======== Pagina
Una rete di scienziati di tutta Europa di fronte allo smantellamento della ricerca, che le politiche di austerità impongono, si stanno mobilitando per porre questo tema al centro delle politiche nazionali ed europee. In Francia i ricercatori d’oltralpe hanno indetto per il 18 Ottobre una marcia in bicicletta per manifestare il proprio dissenso contro i tagli che il governo ha imposto alla ricerca e all’istruzione pubblica, in linea con quanto avviene in molti paesi del sud dell’Europa.
Anche in Italia, molte università stanno attivando percorsi di mobilitazione che provino a sensibilizzare sulla condizione ormai disastrosa del mondo della formazione italiana.
Da anni, infatti, nell’Università assistiamo ad un ridimensionamento dell’offerta formativa, questo dovuto ai requisiti minimi di docenza imposti dal ministero. Con l’accreditamento dei corsi di studi, attraverso una formula che non tiene conto della qualità reale della didattica offerta nei nostri atenei, si è palesata l’effettiva volontà dei Governi che in questi anni si sono susseguiti, quello di ridimensionare il numero di studenti e di chiudere importanti corsi di studio e di ricerca, ritenuti troppo onerosi o peggio, troppo poco spendibili da un punto di vista lavorativo. Questa visione dell’Università è frutto di una logica sempre più dominante che vuole i luoghi della formazione sempre meno accessibili, disgregando in maniera evidente il tessuto sociale su cui si fonda l’istruzione pubblica. Una volontà, neanche tanto nascosta, basti pensare al numero di docenti necessari per l’attivazione di un corso di studi, tenendo conto dell’impossibilità degli atenei di assumere nuovo personale, visto il blocco del turn-over.
================
======== Dati registrati
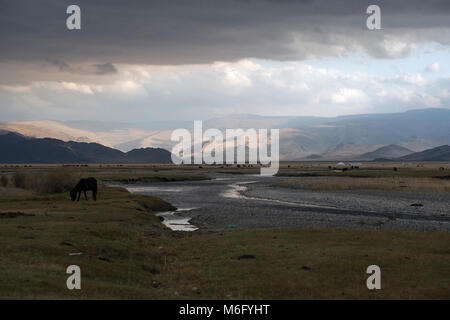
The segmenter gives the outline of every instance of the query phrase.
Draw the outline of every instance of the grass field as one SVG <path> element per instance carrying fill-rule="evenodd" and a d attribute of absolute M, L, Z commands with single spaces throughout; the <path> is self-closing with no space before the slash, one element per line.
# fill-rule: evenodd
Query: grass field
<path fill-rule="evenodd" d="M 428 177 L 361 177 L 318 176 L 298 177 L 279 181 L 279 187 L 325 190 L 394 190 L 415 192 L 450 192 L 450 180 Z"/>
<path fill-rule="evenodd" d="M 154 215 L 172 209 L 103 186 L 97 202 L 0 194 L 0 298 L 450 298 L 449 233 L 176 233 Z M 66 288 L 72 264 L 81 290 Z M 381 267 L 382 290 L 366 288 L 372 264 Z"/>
================
» **Richiesta 1**: Secondo la pagina, in quale data i ricercatori francesi hanno indetto la marcia in bicicletta?
» **Richiesta 2**: Ricopia fedelmente tutte le righe dell'elenco, omettendo le immagini.

» **Risultato corretto 1**: Il 18 ottobre.

» **Risultato corretto 2**:
The segmenter gives the outline of every instance of the query phrase.
Draw the outline of every instance of the grass field as one SVG <path> element per instance carrying fill-rule="evenodd" and a d attribute of absolute M, L, Z commands with single spaces throughout; the <path> is self-closing with no space before the slash, one element per line.
# fill-rule: evenodd
Query: grass field
<path fill-rule="evenodd" d="M 428 177 L 361 177 L 318 176 L 298 177 L 279 181 L 279 187 L 325 190 L 394 190 L 415 192 L 450 192 L 450 180 Z"/>
<path fill-rule="evenodd" d="M 154 215 L 172 209 L 103 186 L 97 202 L 0 194 L 0 298 L 450 298 L 449 233 L 176 233 Z M 66 288 L 72 264 L 81 290 Z M 381 267 L 382 290 L 366 288 L 372 264 Z"/>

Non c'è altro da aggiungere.